Requests:
A. In the exit strategies extract, who should owners discuss their goals with at an early stage?
B. Count the lines of the records that contain the word "door" and give only that number.

Extract:

Brendon Noney, Partner with HWL Ebsworth & member of LTT1,

shares some critical Exit Strategies for business owners


Exit Strategies

At various stages during the lifecycle of a Business, it is prudent for an owner to turn their minds to how they may exit the business in the future. Decisions on whether to select ‘Option A’ or ‘Option B’ may not have much impact at the time, but may have significant consequences when an owner looks to exit.

Fortune favours the prepared, and early planning may help to guide operational decisions, so that when the owner seeks to exit a business, they have maximised their chances of achieving their goals.

This applies equally to situations where the business is only newly acquired and it is expected to be retained long term or where it is rapidly approaching the time when an owner will seek to exit the business. Unfortunately, there is no one size fits all approach to development of an exit strategy. This article is not a ‘how to’ guide, rather it is a short discussion of some of the questions that you should be asking throughout your time as an owner of a business.

Some other related issues are:

* What can be done in the years before an exit to improve the attractiveness of a business for a prospective buyer?
* What steps can be taken to increase the chances of a successful exit from a business?
* What are the exit options for a business?
* How do Share and Asset Sale structures work?
* What can business owners expect in a sale process?

What are the goals on exit?

An exit strategy should be guided by what the owners will seek to achieve on exit. There is no one single answer to this question. For example:

1. I want to keep working, but am no longer interested in the work undertaken by the business. I want a change in career

2. I want to unlock the equity in the business, but would like to continue to work in the business after I sell

3. I want to sell so that I can retire

4. The business is no longer a core asset or it is underperforming and I want to focus on other interests

5. I want to hand the business down to the next generation.

Goals on exit will depend on a number of factors particular to your circumstances. The owner’s understanding of their goals will help guide the development of the owner’s exit strategy and allow the owner to focus on what is important.

Develop a strategy

Once you have an end goal in mind, you can start to develop a strategy and begin to execute on that strategy towards exit. Such a strategy will need to take into account such things as:

1. the size and nature of the business

2. who are the potential buyers?

3. when do you want to exit?

4. what tax strategies are available to you?

It is a good idea to discuss your goals at an early stage with your professional advisors to draw on their knowledge when developing your strategy. In particular, your advisors are likely to have advice on how to operate the business in the future so that it is as attractive as possible to potential buyers and the subsequent sale is as tax effective as possible.

Records for the task:
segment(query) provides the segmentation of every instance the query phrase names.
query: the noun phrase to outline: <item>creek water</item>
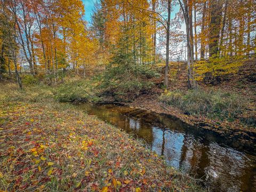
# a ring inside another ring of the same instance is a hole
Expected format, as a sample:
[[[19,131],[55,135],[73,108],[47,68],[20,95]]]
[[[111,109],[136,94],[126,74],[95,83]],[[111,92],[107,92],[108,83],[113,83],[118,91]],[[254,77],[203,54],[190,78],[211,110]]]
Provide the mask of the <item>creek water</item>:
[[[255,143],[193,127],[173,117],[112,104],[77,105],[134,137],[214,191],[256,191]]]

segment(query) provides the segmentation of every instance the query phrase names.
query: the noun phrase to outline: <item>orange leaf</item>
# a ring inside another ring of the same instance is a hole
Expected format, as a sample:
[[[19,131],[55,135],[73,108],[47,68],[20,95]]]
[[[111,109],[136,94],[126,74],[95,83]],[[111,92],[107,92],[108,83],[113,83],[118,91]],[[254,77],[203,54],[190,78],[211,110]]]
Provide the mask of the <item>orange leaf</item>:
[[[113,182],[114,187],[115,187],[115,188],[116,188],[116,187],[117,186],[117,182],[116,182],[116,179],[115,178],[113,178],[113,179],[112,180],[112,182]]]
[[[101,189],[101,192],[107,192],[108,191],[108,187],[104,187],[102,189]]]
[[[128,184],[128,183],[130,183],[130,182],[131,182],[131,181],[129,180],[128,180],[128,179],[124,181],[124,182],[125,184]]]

---

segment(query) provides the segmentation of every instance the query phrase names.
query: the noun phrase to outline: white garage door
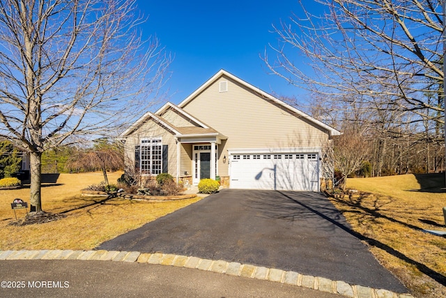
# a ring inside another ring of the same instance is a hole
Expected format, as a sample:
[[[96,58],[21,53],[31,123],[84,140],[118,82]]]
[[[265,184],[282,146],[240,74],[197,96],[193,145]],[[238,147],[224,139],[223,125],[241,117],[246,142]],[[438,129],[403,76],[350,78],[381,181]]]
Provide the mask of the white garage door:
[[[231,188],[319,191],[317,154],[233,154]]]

Results in order:
A. Their professional advisors.

B. 2